The tasks>
[a] Answer these questions using the Pointers with Malloc passage:
(i) What value is NUM_ALPHA defined as?
(ii) Which type does the name uchar stand for?
(iii) According to the comment above mallocExample, is data from malloc guaranteed to be 0 upon initialization?
[b] Write the next part of the Pointers with Malloc passage, continuing the C code and its comments in the same style after its final line.

Supplied passage>
========================

Pointers with Malloc
[edit | edit source]This example show how pointers can be used with malloc to point to blocks of memory.
#include <stdlib.h>
#include <stdio.h>
#define NUM_ALPHA 26
typedef unsigned char uchar;
typedef unsigned int uint;
/*
* Fills the data pointed to by cPtr with the alphabet.
*/
void fillWithAlpha(uchar *cPtr, int size);
void printDataAsChar(uchar *cPtr, int size);
/* This function shows how to malloc data. It shows that data might
* be zero upon initialization, but it is not guaranteed to be 0.
* */
void mallocExample();
/* This function shows malloc data can be passed to a function.

========================

Raw records
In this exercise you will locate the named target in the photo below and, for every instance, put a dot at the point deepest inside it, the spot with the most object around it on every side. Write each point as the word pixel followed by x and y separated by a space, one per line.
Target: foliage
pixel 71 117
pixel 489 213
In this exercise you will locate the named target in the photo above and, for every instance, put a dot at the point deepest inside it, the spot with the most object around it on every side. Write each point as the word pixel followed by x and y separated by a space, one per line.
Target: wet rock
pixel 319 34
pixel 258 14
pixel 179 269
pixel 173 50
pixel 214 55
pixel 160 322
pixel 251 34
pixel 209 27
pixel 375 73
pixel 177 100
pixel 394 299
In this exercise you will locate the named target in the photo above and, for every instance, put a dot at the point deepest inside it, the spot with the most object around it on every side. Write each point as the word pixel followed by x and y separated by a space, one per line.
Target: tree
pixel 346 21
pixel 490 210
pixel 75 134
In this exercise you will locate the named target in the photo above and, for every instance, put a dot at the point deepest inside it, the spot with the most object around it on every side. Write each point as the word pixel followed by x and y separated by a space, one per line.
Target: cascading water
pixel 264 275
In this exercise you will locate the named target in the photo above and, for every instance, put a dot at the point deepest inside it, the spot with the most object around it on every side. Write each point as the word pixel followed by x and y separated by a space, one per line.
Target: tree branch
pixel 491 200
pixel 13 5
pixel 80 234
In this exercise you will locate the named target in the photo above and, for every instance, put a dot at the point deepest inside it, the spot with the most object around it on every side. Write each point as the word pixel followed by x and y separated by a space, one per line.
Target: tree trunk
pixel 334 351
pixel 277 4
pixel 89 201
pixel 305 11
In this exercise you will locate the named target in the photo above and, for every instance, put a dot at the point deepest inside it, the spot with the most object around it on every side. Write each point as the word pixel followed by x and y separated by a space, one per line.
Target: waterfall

========================

Results for each task>
[a]
(i) 26
(ii) unsigned char
(iii) No. It might be zero, but that is not guaranteed.

[b]
*/
void mallocWithFunction();
int main(int argc, char **argv) {
mallocExample();
mallocWithFunction();
return 0;
}
void mallocExample() {
/* Using malloc */
uint size, i;
printf("\n Enter the desired size: ");
scanf("%d", &size);
uchar *data;
/* Check to make sure a NULL pointer wasn't returned from malloc */
if ((data = (uchar*) malloc(size)) == NULL)
exit(1);
/* Raw data after first malloc. Not guaranteed to be initialized*/
printf("\n After first malloc");
for (i = 0; i < size; i++)
printf("\n [%d]: %d", i, data[i]);
/* Fill */
for (i = 0; i < size; i++)
data[i] = i;
/* After fill */
printf("\n After fill");
for (i = 0; i < size; i++)
printf("\n [%d]: %d", i, data[i]);
/* When data is no longer needed it MUST be freed */
free(data);
if ((data = (uchar*) malloc(size)) == NULL)
exit(1);
/* Raw data after second malloc. Shows how there can be stuff 'left over'
* in memory after malloc call*/
printf("\n Raw data after malloc");
for (i = 0; i < size; i++)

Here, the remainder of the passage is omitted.